Stated problem 1:
Put the stretch of the records below from the line containing "Pick out the bare" through the end of the records into a JSON list of strings, one string per line, leaving out blank lines.

Text extract:
· · · · ·
Here's the essential clothing and gear you need — even for a day hike — in the Northeast's mountains in the spring, summer, or fall. Remember also to always check the weather and prepare for the worst conditions; make plans with your group's abilities in mind; and plan an alternate route in case of bad weather, injury, illness, or slower than expected travel time. Always be ready to turn back if bad weather threatens.
Check current local weather and NH/Maine backcountry conditions>>
Even if it feels like summer time in the valleys, it can be winterlike on the high peaks. It’s best to wear a synthetic layer closest to your skin to wick away moisture from perspiration. Wool and some synthetics also retain their insulating properties, even when wet. Avoiding cotton, dressing warmly in layers, protecting yourself from the wind, drinking plenty of water and eating high-energy snacks are key to comfort and safety.
· · · · ·
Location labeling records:

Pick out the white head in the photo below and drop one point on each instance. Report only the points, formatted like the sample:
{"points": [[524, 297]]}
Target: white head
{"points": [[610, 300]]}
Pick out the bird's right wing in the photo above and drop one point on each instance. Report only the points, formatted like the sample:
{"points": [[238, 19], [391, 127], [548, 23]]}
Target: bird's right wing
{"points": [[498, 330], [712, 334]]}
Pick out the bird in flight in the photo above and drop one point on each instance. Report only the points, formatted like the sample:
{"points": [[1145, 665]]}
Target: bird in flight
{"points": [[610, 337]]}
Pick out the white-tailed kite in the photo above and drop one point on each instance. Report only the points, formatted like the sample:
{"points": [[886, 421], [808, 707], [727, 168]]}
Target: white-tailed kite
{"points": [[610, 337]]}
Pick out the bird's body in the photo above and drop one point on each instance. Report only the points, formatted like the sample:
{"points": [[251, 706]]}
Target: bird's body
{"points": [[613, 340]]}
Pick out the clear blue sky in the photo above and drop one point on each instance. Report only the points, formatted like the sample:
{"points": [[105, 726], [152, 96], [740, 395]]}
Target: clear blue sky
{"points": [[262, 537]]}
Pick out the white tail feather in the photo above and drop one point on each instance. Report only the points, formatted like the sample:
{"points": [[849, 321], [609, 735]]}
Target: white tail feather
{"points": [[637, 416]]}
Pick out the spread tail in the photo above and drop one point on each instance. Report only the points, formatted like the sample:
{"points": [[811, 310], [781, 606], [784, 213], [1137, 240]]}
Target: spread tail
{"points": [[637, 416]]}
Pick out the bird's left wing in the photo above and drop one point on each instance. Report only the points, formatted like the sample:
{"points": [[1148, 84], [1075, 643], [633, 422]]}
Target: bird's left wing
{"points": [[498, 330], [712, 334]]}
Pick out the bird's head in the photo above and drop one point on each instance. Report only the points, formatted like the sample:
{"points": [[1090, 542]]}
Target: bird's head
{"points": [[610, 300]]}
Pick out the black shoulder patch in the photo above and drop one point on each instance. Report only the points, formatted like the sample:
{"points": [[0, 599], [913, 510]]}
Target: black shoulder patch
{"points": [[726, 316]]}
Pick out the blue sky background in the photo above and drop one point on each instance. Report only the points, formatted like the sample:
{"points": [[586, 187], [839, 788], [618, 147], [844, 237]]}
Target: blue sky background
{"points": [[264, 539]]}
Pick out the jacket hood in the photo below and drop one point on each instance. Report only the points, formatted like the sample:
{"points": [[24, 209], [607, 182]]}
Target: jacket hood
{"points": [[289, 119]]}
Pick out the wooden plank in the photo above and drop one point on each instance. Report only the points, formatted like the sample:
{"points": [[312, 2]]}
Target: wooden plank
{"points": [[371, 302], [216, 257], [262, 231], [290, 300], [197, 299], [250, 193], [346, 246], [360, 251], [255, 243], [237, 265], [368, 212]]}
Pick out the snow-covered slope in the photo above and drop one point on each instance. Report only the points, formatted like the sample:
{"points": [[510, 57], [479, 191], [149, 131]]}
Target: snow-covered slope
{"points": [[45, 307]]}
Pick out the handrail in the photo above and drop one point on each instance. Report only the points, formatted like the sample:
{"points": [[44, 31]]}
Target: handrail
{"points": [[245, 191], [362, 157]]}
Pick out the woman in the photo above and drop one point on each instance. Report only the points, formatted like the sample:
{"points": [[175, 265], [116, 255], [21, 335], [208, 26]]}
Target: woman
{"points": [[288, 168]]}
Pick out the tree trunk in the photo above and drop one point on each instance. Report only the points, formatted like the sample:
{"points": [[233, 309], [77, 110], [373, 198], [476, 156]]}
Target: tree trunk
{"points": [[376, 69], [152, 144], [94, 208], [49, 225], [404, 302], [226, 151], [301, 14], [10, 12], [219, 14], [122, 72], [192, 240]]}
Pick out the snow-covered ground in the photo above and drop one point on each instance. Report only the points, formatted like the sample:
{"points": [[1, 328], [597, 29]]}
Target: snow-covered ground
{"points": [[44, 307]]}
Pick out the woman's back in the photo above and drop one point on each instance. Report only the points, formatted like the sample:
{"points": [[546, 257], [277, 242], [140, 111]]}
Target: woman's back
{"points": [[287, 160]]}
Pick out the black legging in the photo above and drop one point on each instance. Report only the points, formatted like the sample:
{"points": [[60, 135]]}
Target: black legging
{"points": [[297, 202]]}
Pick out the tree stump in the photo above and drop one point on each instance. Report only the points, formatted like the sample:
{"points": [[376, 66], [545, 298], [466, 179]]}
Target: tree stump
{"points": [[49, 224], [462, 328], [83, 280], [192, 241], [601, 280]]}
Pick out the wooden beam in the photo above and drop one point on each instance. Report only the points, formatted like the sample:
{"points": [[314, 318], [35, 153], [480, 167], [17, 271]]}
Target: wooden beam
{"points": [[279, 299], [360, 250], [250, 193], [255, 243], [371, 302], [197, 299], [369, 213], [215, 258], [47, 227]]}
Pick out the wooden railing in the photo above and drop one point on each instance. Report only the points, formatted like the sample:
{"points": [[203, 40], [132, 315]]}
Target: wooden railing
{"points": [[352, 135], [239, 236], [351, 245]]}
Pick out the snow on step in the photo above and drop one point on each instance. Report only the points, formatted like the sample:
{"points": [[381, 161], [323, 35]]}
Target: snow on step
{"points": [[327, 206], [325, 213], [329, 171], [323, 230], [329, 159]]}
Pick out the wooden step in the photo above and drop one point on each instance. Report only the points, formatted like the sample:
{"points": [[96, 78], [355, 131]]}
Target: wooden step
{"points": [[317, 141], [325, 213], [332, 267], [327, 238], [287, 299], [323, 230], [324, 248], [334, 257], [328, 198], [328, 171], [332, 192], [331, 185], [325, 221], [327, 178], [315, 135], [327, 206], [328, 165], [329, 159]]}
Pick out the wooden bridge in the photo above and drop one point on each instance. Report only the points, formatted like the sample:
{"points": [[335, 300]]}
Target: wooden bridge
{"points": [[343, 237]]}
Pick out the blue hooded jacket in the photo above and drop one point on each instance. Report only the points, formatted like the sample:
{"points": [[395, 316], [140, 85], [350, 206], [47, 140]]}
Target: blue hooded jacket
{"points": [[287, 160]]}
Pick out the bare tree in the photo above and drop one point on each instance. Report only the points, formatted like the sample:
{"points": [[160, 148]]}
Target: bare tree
· · · · ·
Stated problem 2:
In the hiking gear text, copy out the stretch from "Here's the essential" through "bad weather threatens.", swapping "illness" for "sickness".

Correct response 1:
[
  "Pick out the bare tree in the photo above and drop one point on each instance. Report only the points, formatted like the sample:",
  "{\"points\": [[160, 148]]}",
  "Target: bare tree"
]

Correct response 2:
Here's the essential clothing and gear you need — even for a day hike — in the Northeast's mountains in the spring, summer, or fall. Remember also to always check the weather and prepare for the worst conditions; make plans with your group's abilities in mind; and plan an alternate route in case of bad weather, injury, sickness, or slower than expected travel time. Always be ready to turn back if bad weather threatens.